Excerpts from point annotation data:
- - - -

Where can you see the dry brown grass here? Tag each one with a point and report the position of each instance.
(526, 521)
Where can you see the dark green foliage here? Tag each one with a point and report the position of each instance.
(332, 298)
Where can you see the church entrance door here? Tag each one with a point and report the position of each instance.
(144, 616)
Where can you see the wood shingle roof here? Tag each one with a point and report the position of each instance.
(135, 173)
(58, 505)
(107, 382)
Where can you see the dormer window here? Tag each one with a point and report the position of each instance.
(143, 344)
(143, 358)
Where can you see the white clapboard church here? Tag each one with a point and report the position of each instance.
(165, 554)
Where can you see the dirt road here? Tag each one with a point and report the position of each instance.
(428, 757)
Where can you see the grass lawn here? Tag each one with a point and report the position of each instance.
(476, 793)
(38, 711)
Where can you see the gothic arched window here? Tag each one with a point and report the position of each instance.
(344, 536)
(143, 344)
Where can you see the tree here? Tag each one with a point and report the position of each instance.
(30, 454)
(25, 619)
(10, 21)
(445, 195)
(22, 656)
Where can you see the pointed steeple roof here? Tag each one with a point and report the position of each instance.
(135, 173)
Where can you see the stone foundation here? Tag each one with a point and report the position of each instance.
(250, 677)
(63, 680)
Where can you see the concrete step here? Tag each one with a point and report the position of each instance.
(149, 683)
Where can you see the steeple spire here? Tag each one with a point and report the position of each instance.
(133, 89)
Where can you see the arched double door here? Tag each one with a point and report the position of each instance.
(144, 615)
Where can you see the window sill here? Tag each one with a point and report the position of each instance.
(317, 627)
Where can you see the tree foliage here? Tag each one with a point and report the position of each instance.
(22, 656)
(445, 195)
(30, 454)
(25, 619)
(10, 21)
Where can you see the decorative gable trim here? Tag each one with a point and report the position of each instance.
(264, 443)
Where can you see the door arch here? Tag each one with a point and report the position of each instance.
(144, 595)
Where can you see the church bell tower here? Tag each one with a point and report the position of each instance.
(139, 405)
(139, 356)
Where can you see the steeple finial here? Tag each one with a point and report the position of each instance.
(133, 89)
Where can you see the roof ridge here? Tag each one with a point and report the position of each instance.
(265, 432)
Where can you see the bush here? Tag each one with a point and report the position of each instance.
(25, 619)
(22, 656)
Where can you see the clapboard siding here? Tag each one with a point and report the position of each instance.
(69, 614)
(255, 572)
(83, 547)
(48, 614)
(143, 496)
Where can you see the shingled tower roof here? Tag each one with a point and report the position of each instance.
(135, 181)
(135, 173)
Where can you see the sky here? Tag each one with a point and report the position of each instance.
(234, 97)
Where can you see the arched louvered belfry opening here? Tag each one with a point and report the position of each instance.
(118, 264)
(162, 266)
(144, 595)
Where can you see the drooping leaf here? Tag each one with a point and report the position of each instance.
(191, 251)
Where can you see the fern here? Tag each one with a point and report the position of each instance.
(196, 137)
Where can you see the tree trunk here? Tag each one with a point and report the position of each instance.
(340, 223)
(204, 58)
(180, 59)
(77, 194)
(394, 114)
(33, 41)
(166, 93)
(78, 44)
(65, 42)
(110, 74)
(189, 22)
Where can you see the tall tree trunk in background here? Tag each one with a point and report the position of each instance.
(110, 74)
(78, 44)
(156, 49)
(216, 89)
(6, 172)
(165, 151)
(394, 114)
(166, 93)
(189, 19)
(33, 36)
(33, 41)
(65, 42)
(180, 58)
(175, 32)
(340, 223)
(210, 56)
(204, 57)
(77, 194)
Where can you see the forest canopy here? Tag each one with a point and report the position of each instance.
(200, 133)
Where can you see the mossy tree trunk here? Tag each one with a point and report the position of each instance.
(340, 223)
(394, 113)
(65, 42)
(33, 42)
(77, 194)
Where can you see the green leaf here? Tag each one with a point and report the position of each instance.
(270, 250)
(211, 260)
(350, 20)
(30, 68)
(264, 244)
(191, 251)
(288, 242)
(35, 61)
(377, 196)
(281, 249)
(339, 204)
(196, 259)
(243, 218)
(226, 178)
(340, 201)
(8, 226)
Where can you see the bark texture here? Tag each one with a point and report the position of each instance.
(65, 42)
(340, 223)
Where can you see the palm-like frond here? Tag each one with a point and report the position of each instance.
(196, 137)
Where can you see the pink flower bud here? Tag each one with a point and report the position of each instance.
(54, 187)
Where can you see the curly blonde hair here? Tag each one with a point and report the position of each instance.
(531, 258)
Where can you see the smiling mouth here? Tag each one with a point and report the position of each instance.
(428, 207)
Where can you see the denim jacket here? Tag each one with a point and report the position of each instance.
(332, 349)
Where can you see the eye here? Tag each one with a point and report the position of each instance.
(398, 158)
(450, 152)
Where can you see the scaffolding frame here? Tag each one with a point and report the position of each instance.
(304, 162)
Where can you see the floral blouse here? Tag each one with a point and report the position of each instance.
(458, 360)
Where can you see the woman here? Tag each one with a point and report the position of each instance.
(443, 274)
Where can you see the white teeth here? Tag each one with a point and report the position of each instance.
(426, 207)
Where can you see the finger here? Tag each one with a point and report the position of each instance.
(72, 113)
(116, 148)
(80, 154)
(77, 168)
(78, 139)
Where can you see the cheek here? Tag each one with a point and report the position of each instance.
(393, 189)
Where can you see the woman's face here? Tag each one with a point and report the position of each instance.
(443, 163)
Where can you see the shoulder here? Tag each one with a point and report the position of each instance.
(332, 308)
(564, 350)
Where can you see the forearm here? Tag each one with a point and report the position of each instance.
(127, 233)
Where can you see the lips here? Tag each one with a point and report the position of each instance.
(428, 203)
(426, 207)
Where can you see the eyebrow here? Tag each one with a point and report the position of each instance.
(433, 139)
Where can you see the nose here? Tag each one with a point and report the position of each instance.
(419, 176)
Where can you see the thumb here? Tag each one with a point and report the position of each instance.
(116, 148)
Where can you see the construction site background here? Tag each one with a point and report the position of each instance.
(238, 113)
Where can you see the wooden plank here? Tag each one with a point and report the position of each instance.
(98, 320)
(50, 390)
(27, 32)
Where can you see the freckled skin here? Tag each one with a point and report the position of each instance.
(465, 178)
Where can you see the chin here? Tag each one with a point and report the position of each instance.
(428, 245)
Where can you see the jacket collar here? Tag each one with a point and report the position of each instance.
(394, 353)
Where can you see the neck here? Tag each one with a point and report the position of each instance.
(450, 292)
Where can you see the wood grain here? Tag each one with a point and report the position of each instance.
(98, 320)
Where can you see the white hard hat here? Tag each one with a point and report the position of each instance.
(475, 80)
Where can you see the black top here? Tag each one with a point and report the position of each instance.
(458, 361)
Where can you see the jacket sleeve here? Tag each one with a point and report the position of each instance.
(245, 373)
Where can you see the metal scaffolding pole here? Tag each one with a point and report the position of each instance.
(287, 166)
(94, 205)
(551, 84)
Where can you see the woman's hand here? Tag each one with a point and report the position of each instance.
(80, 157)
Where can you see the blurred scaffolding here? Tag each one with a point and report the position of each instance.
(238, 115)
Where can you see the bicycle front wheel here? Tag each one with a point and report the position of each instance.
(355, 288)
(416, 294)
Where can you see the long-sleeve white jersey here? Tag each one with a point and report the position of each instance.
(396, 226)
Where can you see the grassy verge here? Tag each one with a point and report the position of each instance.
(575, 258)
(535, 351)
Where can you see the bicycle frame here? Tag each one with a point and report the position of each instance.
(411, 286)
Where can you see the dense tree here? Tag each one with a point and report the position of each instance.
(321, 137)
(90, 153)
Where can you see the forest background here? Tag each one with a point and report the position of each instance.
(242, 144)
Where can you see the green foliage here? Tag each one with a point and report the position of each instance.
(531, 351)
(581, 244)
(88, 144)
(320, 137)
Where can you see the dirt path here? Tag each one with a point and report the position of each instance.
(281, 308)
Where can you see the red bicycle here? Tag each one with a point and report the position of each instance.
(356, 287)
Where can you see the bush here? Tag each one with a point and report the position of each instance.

- - - -

_WORK TO COMPLETE_. Reproduce the lines above verbatim, starting at the line that contains "Where can you see the red" and continuing through the last line.

_RESPONSE TO THIS TASK_.
Where can you see the red bicycle here? Tag each one with a point and report the position of each instance.
(356, 287)
Where can you see the bush here? Tag each one with a point and report the position of each instance.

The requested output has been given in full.